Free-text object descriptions
==================================================
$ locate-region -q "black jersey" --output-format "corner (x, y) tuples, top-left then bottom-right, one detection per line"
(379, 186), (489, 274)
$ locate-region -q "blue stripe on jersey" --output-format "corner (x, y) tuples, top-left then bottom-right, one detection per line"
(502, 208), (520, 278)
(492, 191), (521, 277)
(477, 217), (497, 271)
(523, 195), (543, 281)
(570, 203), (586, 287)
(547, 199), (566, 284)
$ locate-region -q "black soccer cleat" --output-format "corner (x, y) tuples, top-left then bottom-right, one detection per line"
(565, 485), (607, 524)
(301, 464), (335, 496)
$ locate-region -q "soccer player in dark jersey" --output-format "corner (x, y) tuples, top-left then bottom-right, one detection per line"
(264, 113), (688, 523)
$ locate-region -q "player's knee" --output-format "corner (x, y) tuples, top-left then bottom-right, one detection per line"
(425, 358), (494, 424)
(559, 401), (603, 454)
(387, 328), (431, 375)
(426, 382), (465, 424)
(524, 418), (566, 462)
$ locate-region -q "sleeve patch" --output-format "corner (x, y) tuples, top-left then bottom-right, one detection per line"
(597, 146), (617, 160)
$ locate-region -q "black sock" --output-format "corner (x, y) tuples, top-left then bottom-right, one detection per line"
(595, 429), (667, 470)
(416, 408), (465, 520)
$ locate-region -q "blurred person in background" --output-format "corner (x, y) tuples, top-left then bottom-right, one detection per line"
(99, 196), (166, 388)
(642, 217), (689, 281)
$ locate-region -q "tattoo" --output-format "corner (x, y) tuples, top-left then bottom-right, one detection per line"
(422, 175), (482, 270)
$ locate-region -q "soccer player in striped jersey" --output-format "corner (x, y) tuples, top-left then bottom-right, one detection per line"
==================================================
*WHAT IS BEING ASKED:*
Word for word, give back the data shown above.

*ANSWER SPACE:*
$ locate-region -q "black jersey" --output-format "corner (x, y) tuples, top-left then bottom-right, one detection per line"
(379, 186), (489, 274)
$ locate-region -q "blue stripe on jersey" --output-format "corner (x, y) tuples, top-left then bottom-right, one detection per line"
(502, 208), (520, 278)
(492, 191), (521, 277)
(477, 217), (497, 271)
(523, 195), (543, 281)
(570, 203), (586, 287)
(547, 199), (566, 284)
$ locate-region -q "black soccer cleat" --output-format "corner (x, y) tuples, top-left then bottom-right, one detection per line"
(565, 485), (607, 524)
(301, 464), (335, 496)
$ locate-region -q "soccer player in dark jersey" --output-format "corner (x, y) tuples, top-left then bottom-right, one detection per line"
(264, 113), (688, 523)
$ locate-region -q "player's knee" --output-format "corner (x, y) tuples, top-left then bottom-right, one detection per line"
(425, 358), (494, 424)
(559, 401), (603, 454)
(387, 328), (431, 375)
(426, 382), (465, 424)
(524, 418), (566, 462)
$ locate-region -q "sleeve patch" --output-format "corner (x, y) tuples, top-left then bottom-right, one detection per line"
(597, 146), (617, 160)
$ locate-region -q "black sock" --output-format "corner (x, y) tuples, top-left then bottom-right, one detection per line"
(595, 429), (667, 470)
(416, 408), (465, 520)
$ locate-region -q "blurred person in background" --output-format "corner (x, y) tuples, top-left then bottom-right, one detection per line"
(99, 196), (166, 388)
(642, 217), (689, 281)
$ locate-region -q "tattoo" --output-format "corner (x, y) tuples, top-left then bottom-right, one detection per line"
(422, 175), (482, 270)
$ locate-region -q "soccer player in striped jersey" --output-format "corner (x, y) tuples, top-left then bottom-right, one detection per line"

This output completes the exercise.